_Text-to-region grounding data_

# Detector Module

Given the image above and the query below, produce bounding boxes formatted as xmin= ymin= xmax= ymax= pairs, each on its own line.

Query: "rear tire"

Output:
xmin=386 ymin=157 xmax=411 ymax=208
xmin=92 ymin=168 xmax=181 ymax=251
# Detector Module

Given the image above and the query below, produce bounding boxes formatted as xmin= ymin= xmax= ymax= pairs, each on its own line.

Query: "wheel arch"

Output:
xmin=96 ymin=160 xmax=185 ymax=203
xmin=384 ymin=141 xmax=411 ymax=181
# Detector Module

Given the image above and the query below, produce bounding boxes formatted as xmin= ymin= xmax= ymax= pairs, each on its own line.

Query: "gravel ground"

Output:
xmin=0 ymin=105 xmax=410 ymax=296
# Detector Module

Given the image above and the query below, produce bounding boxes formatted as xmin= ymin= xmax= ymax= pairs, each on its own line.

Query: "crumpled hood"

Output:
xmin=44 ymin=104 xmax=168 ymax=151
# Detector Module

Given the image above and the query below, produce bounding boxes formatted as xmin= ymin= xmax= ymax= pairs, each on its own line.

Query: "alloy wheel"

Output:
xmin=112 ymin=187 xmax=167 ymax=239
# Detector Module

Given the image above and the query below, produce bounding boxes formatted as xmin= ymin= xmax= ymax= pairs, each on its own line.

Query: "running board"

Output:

_Task directions_
Nothing should be altered. Set down all the data again.

_Result_
# Detector Module

Given the image above and the query below, produce bounding boxes formatted as xmin= ymin= xmax= ymax= pairs, each on its own line.

Query: "rear tire"

Output:
xmin=386 ymin=157 xmax=411 ymax=208
xmin=92 ymin=168 xmax=181 ymax=251
# Detector Module

Given the image above and the query below, produce bounding boxes formatted as xmin= ymin= xmax= ymax= pairs, each on its own line.

Query: "wheel arch"

Output:
xmin=96 ymin=160 xmax=185 ymax=203
xmin=384 ymin=141 xmax=411 ymax=181
# Detector Module

Given the image above and the query below, produce bounding boxes formatted as xmin= ymin= xmax= ymax= pairs, each on its own line.

Query: "gravel ground"

Output:
xmin=0 ymin=105 xmax=410 ymax=296
# Detector Module

Given the image above and the query below, produce bounding boxes formatted as xmin= ymin= xmax= ymax= pairs, each on its own line.

Query: "crumpled hood"

Output:
xmin=44 ymin=104 xmax=168 ymax=151
# Detector Module

Given the image above and the query below, produce bounding boxes formatted as xmin= ymin= xmax= ymax= pairs, each on its own line.

Query: "alloy wheel"

Output:
xmin=112 ymin=187 xmax=167 ymax=239
# Detector Module

Given the image above and the query below, produce bounding boxes formatted as xmin= ymin= xmax= ymax= pairs, each on its own line.

Query: "running board"

Output:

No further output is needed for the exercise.